Enunciado
Extraiga del texto, sin alterar nada, el tramo que va desde "Yo te escuché." hasta "de que existías.".

Sección del documento

Yo te escuché. Te escuché a ti y también lo que le decías a Jonás y a Francesco que acababan de desaparecer en el bosque, y a La tristura y a todos los que estuvimos contigo esa noche. Yo soy todas las personas. Yo soy todos los animales. Yo soy todas las cosas, dijiste. Dijiste también: a veces necesito ser otro, cambiar de planes. Contaste la historia de una vida que podía haber sido la tuya, que lo fue. Esa vida que planeaste cuando decidiste ir a estudiar al sur de Francia. Esa vida que se bifurcó cuando al final cambiaste de idea, de planes y de identidad, y te fuiste a vivir a Barcelona. En ese preciso instante, ése que fuiste cuando te marchaste al sur de Francia, empezó a olvidarse de que existías.

Ya sabes, la gente se olvida, es una de las violencias inherentes con las que vive el ser humano. La gente. Una de las violencias que lo hace tan brutal y tan vulnerable al mismo tiempo, que lo desgarra progresiva y doblemente. Y siguió caminando, intentando ligar con bromas como de otro tiempo, de otro lugar, de otro hombre. Lo conocí hace ya tiempo, era un tipo simpático, pero perdió su acento, mezclaba las palabras, pronunciaba galicismos, y además, bailaba mucho peor que tú.

Se debió olvidar de todo, menos de lo de Montevideo.

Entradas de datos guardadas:
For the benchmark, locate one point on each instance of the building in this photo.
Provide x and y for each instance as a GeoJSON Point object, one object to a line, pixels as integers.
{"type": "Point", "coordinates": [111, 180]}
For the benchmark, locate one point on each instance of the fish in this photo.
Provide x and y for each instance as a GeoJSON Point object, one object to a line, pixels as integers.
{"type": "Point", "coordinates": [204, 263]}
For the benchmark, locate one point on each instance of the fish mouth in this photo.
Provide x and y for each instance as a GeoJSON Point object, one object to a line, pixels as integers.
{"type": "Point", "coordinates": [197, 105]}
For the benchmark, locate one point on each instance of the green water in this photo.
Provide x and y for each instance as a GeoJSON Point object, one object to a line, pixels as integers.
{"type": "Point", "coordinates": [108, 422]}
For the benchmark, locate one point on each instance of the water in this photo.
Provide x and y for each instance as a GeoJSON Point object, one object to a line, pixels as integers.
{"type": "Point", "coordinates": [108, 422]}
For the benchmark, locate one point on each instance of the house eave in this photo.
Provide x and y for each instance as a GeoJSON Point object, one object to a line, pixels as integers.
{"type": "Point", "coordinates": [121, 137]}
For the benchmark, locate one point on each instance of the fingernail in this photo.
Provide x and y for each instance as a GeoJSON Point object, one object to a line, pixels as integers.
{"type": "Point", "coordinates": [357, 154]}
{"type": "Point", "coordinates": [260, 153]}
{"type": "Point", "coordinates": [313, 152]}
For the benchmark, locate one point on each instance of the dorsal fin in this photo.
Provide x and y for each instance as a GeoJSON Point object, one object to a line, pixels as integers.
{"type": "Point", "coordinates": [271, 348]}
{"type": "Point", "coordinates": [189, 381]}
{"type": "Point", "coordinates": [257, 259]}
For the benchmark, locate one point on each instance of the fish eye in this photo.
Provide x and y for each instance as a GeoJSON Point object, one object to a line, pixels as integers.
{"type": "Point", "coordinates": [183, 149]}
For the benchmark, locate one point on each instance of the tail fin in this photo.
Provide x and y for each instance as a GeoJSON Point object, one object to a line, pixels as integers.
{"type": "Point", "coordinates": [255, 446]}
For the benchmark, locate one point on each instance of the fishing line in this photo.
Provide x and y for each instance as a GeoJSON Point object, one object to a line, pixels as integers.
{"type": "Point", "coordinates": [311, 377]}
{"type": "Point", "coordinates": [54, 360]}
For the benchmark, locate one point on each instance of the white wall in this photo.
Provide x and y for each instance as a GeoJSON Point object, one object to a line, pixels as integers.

Problema resuelto
Yo te escuché. Te escuché a ti y también lo que le decías a Jonás y a Francesco que acababan de desaparecer en el bosque, y a La tristura y a todos los que estuvimos contigo esa noche. Yo soy todas las personas. Yo soy todos los animales. Yo soy todas las cosas, dijiste. Dijiste también: a veces necesito ser otro, cambiar de planes. Contaste la historia de una vida que podía haber sido la tuya, que lo fue. Esa vida que planeaste cuando decidiste ir a estudiar al sur de Francia. Esa vida que se bifurcó cuando al final cambiaste de idea, de planes y de identidad, y te fuiste a vivir a Barcelona. En ese preciso instante, ése que fuiste cuando te marchaste al sur de Francia, empezó a olvidarse de que existías.